Data items:
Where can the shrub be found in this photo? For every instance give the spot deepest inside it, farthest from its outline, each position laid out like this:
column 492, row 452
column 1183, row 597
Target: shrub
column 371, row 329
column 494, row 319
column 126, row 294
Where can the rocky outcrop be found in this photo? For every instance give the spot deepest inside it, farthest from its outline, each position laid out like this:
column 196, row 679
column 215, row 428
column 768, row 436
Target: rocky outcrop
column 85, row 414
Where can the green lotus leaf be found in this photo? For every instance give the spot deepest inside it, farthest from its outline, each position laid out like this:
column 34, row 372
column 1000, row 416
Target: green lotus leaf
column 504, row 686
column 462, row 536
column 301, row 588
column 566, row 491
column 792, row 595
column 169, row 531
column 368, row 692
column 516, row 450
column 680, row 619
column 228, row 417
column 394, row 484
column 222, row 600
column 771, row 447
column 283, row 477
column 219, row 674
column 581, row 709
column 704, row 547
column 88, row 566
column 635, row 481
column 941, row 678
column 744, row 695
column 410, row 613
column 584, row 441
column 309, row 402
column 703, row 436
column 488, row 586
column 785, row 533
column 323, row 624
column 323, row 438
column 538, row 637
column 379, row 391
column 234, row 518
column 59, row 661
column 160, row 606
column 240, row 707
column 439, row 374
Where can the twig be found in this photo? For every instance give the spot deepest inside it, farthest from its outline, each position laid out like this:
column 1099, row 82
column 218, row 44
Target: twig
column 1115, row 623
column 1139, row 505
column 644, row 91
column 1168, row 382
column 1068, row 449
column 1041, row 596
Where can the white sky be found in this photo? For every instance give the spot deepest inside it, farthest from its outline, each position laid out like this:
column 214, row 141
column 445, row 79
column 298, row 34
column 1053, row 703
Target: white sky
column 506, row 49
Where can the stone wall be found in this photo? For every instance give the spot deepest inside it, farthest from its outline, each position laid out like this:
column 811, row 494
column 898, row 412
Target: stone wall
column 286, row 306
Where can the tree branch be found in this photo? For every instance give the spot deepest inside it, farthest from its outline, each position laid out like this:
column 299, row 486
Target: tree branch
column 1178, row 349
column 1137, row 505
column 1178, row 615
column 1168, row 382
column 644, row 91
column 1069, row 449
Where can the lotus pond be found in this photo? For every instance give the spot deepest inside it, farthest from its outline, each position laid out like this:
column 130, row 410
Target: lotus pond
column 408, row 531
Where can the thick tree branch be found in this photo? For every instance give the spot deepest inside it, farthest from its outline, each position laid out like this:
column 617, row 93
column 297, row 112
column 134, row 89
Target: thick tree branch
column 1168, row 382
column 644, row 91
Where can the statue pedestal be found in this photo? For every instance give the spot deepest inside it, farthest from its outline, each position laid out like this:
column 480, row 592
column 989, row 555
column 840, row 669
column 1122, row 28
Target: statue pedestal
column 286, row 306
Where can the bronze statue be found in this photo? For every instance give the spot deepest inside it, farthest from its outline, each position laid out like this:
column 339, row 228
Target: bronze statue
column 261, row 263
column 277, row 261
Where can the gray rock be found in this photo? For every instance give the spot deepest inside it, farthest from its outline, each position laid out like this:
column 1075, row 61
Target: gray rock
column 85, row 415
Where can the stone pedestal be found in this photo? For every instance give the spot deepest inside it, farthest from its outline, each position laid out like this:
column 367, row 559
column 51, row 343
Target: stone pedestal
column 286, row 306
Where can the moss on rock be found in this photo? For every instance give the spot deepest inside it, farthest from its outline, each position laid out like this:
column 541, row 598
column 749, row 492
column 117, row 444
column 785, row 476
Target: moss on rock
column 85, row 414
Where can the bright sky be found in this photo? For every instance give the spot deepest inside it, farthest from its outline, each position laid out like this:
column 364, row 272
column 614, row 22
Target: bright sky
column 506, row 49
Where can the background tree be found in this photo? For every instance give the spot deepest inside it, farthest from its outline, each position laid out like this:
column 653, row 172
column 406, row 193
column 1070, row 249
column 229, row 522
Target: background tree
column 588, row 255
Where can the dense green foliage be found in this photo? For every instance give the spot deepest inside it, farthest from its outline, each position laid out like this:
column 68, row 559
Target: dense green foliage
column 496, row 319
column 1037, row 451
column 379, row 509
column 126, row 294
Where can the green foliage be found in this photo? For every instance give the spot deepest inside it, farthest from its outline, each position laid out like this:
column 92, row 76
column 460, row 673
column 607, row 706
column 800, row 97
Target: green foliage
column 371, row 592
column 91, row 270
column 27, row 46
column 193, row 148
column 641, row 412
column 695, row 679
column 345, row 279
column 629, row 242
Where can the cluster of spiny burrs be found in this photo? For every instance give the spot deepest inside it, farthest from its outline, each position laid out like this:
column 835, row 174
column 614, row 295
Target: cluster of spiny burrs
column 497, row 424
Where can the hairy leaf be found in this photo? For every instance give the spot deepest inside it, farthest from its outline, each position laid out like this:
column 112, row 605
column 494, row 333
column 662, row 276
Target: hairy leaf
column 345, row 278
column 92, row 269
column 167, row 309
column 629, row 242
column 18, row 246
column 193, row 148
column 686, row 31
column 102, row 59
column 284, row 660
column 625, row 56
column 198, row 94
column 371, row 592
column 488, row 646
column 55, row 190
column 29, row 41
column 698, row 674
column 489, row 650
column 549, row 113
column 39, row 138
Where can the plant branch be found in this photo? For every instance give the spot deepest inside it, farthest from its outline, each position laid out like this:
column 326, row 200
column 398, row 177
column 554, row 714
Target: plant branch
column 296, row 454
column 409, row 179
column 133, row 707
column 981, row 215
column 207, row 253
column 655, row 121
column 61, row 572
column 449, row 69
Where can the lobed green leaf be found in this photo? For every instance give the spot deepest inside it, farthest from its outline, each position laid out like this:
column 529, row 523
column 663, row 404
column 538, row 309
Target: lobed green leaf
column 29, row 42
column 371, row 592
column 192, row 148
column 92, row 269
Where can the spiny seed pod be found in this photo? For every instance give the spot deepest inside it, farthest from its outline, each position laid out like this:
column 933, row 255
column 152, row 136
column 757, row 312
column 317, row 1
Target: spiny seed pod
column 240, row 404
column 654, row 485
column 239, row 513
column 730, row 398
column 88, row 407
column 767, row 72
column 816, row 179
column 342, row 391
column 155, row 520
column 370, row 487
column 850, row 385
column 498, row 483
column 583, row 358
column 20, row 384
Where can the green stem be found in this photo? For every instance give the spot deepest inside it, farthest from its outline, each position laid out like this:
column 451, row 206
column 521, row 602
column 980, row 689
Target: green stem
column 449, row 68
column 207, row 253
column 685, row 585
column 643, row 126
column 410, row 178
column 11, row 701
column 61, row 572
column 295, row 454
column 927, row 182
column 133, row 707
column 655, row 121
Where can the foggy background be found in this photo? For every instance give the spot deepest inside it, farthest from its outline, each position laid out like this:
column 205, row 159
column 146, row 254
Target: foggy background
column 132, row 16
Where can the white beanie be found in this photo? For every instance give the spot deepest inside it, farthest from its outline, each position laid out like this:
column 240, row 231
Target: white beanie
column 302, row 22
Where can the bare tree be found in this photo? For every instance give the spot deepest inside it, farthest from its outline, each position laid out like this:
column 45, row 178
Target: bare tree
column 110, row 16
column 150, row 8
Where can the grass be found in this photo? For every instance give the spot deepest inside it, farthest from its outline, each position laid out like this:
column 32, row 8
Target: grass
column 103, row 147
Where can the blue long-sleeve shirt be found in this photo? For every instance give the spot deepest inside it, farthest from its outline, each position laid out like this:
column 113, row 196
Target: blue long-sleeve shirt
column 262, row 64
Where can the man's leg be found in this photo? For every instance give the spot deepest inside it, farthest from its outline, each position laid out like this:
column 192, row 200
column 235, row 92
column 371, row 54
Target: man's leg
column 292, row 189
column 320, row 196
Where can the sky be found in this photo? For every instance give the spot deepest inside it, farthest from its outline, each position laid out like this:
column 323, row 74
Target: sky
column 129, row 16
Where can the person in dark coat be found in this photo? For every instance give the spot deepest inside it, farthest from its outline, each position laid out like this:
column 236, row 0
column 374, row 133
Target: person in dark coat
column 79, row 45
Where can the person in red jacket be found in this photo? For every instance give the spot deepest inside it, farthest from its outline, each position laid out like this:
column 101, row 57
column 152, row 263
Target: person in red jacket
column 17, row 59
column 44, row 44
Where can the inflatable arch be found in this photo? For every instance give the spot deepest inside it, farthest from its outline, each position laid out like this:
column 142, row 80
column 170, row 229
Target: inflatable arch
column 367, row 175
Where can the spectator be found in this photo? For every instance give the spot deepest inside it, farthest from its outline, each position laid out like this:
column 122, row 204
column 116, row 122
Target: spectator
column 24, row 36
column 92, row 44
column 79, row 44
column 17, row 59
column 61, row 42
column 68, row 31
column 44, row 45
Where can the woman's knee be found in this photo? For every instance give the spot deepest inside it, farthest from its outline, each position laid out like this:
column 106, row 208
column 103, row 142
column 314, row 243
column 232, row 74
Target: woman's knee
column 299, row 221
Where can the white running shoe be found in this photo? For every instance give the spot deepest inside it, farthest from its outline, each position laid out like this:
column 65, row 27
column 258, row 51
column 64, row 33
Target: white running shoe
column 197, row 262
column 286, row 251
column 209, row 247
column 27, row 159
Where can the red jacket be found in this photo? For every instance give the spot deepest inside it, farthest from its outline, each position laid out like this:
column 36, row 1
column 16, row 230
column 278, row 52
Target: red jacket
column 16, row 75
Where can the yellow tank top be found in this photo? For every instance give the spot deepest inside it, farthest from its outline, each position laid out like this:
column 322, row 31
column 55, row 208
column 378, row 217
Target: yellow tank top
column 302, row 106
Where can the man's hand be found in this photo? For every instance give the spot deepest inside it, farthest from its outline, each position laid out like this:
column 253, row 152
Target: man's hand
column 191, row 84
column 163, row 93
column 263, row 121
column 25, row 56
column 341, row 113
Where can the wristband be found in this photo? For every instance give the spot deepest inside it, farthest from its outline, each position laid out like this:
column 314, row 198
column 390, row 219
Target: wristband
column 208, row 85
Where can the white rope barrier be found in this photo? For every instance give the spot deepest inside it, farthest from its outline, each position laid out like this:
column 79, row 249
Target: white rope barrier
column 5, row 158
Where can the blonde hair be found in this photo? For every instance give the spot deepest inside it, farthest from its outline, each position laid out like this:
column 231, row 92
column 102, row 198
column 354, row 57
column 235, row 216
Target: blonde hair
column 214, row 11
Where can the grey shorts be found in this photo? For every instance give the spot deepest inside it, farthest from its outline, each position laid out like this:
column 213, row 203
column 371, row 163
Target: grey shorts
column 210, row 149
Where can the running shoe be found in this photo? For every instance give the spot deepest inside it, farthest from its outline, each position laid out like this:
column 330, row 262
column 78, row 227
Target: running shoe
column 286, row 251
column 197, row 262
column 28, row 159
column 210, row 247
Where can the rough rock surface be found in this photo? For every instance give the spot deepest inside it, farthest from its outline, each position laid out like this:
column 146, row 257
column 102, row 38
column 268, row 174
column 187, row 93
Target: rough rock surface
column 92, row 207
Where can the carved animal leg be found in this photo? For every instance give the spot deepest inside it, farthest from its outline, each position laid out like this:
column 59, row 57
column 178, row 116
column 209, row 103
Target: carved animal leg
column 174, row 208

▶ [Work instruction]
Your answer must be an exact transcription of the lines from the one containing "column 79, row 249" through the last line of the records above, and nothing else.

▶ [Exercise result]
column 79, row 249
Target: white rope barrier
column 5, row 158
Where can the blonde hair be found in this photo? For every instance give the spot deepest inside it, farthest from its outline, each position laid out like this:
column 231, row 92
column 102, row 198
column 354, row 57
column 235, row 216
Target: blonde hair
column 214, row 11
Where can the grey shorts be found in this photo? For every instance give the spot deepest inside it, farthest from its outline, each position laid out like this:
column 213, row 203
column 371, row 163
Target: grey shorts
column 210, row 149
Where can the running shoe be found in this photo? For every instance give the spot deepest inside it, farthest from its outline, each position laid out like this:
column 330, row 262
column 78, row 227
Target: running shoe
column 286, row 251
column 197, row 262
column 28, row 159
column 210, row 247
Where can the rough rock surface be found in this photo? For every instance give the spot deepest inside it, farthest from its outline, each position laid out like this:
column 146, row 257
column 102, row 38
column 268, row 174
column 187, row 93
Target: rough rock surface
column 92, row 207
Where can the carved animal leg be found in this photo? For every instance give the spot deepest inside it, farthest from its outline, each position laid out like this:
column 59, row 57
column 178, row 116
column 209, row 103
Target: carved animal leg
column 174, row 208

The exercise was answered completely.